§ BRIEF:
Please count the lines in the records below that contain the string "fedora". Reply with the number alone.

§ DATASET CONTENT:
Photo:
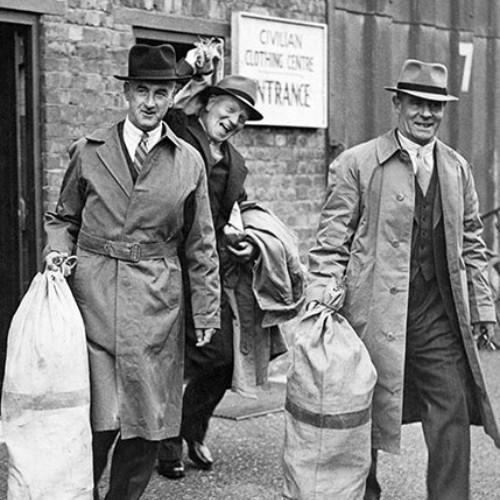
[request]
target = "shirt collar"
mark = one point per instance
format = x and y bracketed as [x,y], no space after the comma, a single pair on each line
[130,131]
[413,148]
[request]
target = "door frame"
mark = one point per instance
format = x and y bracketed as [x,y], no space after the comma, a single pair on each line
[33,125]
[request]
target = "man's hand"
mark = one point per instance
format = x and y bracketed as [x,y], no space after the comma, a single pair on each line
[244,251]
[56,261]
[202,57]
[204,335]
[483,334]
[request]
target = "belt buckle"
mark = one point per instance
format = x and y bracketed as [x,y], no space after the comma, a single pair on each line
[135,252]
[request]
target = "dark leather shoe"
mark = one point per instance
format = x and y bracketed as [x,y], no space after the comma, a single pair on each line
[200,455]
[172,470]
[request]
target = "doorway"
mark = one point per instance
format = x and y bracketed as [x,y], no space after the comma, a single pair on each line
[20,213]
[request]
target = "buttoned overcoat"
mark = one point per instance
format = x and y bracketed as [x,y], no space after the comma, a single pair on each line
[132,301]
[365,236]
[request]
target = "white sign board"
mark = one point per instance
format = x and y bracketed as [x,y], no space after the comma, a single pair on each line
[288,60]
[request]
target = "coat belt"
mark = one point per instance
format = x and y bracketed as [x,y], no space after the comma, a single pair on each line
[131,251]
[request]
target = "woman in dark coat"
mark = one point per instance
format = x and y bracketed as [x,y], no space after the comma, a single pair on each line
[216,114]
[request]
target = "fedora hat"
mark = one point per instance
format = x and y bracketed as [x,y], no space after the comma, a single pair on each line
[425,80]
[243,89]
[152,63]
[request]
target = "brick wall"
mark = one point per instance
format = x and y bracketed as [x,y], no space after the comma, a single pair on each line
[82,50]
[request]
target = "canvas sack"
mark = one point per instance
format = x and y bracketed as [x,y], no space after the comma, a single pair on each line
[327,449]
[46,396]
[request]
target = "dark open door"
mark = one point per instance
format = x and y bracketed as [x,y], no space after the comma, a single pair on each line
[20,219]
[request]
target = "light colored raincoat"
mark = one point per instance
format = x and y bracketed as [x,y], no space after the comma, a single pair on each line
[365,237]
[128,283]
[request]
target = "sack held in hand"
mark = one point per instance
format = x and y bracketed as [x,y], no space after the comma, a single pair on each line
[46,396]
[327,451]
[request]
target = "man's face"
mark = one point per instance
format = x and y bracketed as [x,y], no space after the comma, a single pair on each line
[224,117]
[148,102]
[418,119]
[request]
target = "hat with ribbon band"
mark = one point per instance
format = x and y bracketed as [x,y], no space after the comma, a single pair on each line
[243,89]
[425,80]
[152,63]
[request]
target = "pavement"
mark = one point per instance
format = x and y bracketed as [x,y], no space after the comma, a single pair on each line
[247,456]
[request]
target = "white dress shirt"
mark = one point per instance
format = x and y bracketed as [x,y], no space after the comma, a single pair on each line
[422,157]
[132,136]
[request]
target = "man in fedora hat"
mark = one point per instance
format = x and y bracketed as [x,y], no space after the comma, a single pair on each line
[132,196]
[400,230]
[207,117]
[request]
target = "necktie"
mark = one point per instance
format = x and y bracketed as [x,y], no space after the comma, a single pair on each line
[423,173]
[141,152]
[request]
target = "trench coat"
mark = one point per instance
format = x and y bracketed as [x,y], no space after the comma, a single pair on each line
[127,281]
[364,241]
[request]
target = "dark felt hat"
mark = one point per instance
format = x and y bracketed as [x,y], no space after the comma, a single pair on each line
[152,63]
[241,88]
[425,80]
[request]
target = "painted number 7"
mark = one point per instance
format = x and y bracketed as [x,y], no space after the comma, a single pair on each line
[466,49]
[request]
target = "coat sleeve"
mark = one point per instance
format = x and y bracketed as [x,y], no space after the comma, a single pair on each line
[475,257]
[63,224]
[201,258]
[339,219]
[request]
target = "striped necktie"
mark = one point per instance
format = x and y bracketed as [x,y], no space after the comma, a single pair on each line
[423,173]
[141,152]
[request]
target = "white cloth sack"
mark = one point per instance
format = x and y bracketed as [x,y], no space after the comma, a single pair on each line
[327,449]
[46,396]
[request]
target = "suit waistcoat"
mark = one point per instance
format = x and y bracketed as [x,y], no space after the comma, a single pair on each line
[422,255]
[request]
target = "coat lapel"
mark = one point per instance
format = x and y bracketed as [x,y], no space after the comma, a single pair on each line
[237,174]
[195,129]
[113,158]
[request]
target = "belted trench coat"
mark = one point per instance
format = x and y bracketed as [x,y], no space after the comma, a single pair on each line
[364,238]
[127,281]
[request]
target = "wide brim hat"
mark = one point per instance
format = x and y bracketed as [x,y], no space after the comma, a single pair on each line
[152,63]
[425,80]
[243,89]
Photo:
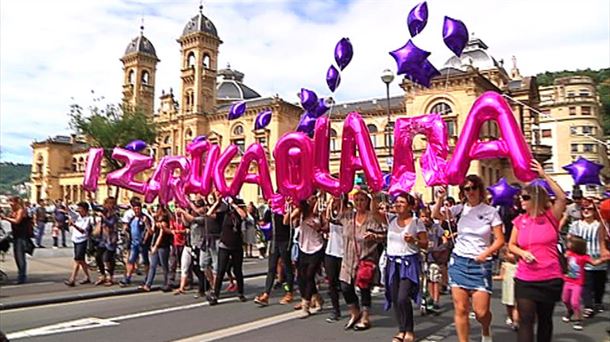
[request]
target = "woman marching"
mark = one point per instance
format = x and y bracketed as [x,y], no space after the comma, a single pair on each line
[470,274]
[539,278]
[362,231]
[406,235]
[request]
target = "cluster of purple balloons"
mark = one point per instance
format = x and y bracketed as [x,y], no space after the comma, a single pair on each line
[316,107]
[413,61]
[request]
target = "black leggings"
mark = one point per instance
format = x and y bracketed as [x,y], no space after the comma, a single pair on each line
[309,264]
[401,300]
[281,249]
[236,257]
[332,265]
[595,285]
[529,311]
[349,293]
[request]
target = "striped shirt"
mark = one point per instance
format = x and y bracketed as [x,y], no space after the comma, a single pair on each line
[590,233]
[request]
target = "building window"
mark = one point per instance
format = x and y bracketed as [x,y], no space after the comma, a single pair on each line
[546,133]
[442,108]
[333,140]
[373,134]
[588,148]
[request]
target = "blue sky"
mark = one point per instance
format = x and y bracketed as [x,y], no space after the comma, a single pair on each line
[53,53]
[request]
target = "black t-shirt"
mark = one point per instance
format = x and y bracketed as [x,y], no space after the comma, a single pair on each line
[282,231]
[230,236]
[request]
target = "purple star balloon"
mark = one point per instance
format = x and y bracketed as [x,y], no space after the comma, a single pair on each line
[543,184]
[409,59]
[502,193]
[333,78]
[262,119]
[417,19]
[343,53]
[237,110]
[455,35]
[584,172]
[200,138]
[136,145]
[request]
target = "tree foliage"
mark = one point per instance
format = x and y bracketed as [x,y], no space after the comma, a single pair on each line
[111,126]
[601,78]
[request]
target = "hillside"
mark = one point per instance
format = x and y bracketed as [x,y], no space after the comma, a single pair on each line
[601,78]
[13,174]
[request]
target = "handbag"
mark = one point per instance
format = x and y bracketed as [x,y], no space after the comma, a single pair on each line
[365,270]
[563,262]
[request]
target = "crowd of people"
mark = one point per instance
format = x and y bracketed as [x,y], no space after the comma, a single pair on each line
[414,250]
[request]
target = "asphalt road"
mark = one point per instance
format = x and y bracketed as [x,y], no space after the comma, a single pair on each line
[165,317]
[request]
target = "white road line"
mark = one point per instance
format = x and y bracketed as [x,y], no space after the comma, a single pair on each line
[243,328]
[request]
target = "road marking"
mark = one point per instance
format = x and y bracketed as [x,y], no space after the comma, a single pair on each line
[80,324]
[243,328]
[27,285]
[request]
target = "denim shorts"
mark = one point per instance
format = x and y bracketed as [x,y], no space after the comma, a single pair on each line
[468,274]
[136,250]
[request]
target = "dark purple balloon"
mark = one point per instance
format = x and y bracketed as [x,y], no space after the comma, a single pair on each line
[262,119]
[543,184]
[333,78]
[503,193]
[584,172]
[200,138]
[237,110]
[136,145]
[306,124]
[455,35]
[418,18]
[409,59]
[321,108]
[343,53]
[309,99]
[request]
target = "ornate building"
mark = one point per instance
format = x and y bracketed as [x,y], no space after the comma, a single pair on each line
[206,93]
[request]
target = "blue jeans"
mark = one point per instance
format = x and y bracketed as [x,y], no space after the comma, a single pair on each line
[19,253]
[40,225]
[161,256]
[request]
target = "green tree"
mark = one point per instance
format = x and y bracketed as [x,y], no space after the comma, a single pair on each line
[111,126]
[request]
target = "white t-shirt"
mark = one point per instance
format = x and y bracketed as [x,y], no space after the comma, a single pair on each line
[474,228]
[85,223]
[397,246]
[334,246]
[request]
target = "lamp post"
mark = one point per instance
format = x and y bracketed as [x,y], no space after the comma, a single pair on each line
[387,76]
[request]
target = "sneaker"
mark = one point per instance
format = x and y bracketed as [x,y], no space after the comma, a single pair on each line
[577,325]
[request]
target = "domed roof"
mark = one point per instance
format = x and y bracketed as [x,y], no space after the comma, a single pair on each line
[141,44]
[200,23]
[230,86]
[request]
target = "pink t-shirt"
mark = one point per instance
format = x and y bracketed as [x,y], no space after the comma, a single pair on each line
[576,268]
[538,235]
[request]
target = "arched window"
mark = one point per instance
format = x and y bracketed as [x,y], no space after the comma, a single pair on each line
[145,77]
[190,59]
[442,108]
[333,140]
[373,133]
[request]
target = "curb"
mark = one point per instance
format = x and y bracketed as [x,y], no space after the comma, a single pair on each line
[91,295]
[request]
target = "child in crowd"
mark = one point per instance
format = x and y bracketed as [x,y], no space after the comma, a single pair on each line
[575,278]
[507,275]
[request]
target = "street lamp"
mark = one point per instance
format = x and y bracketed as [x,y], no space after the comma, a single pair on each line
[387,76]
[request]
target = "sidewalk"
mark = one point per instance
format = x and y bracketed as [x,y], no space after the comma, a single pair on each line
[48,269]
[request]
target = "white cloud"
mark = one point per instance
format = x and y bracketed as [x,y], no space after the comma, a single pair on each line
[53,51]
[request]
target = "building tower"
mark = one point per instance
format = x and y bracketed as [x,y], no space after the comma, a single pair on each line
[139,67]
[199,47]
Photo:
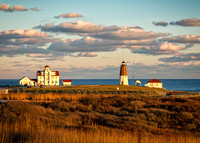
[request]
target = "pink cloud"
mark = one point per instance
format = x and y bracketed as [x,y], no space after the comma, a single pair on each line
[19,8]
[5,7]
[69,15]
[22,33]
[87,54]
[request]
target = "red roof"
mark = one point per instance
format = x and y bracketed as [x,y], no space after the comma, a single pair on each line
[67,80]
[154,81]
[56,73]
[34,80]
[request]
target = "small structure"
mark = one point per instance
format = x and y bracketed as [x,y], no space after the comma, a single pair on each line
[3,91]
[44,77]
[47,77]
[138,83]
[67,82]
[155,83]
[25,81]
[123,74]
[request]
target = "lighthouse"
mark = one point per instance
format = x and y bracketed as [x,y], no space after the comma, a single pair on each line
[123,74]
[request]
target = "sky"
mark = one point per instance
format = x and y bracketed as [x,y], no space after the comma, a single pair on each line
[89,39]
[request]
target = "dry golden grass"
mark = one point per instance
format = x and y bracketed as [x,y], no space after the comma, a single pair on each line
[99,118]
[35,132]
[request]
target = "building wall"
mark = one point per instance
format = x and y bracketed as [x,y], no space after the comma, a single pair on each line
[25,81]
[47,77]
[46,80]
[123,80]
[155,85]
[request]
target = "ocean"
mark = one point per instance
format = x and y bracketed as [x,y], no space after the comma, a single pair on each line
[169,84]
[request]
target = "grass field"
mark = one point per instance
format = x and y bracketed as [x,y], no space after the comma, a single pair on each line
[100,118]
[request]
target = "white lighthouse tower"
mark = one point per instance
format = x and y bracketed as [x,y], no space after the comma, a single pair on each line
[123,74]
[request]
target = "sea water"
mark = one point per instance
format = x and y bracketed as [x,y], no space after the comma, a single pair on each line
[169,84]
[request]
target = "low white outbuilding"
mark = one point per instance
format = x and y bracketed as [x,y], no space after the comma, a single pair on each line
[155,83]
[138,83]
[67,82]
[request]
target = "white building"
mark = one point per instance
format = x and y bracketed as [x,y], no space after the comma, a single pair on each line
[123,74]
[155,83]
[25,81]
[48,77]
[45,77]
[138,83]
[67,82]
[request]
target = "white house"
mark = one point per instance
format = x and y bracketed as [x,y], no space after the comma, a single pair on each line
[47,77]
[67,82]
[155,83]
[138,83]
[123,74]
[25,81]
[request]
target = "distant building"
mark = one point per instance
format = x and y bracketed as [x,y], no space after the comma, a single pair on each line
[155,83]
[47,77]
[25,81]
[67,82]
[123,74]
[3,91]
[138,83]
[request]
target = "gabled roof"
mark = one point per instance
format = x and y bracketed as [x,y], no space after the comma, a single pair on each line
[34,80]
[24,77]
[56,73]
[154,81]
[67,80]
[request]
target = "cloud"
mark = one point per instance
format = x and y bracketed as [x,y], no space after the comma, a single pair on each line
[187,22]
[35,9]
[76,27]
[19,42]
[128,33]
[183,39]
[7,8]
[182,58]
[69,15]
[20,33]
[163,48]
[86,54]
[161,23]
[19,8]
[81,45]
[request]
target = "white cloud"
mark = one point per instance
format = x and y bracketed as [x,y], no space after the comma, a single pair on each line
[183,39]
[187,22]
[7,8]
[78,27]
[157,48]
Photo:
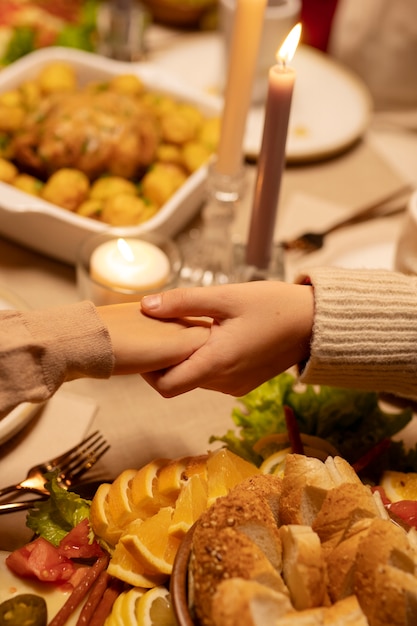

§ RESULT OF THE TASK:
2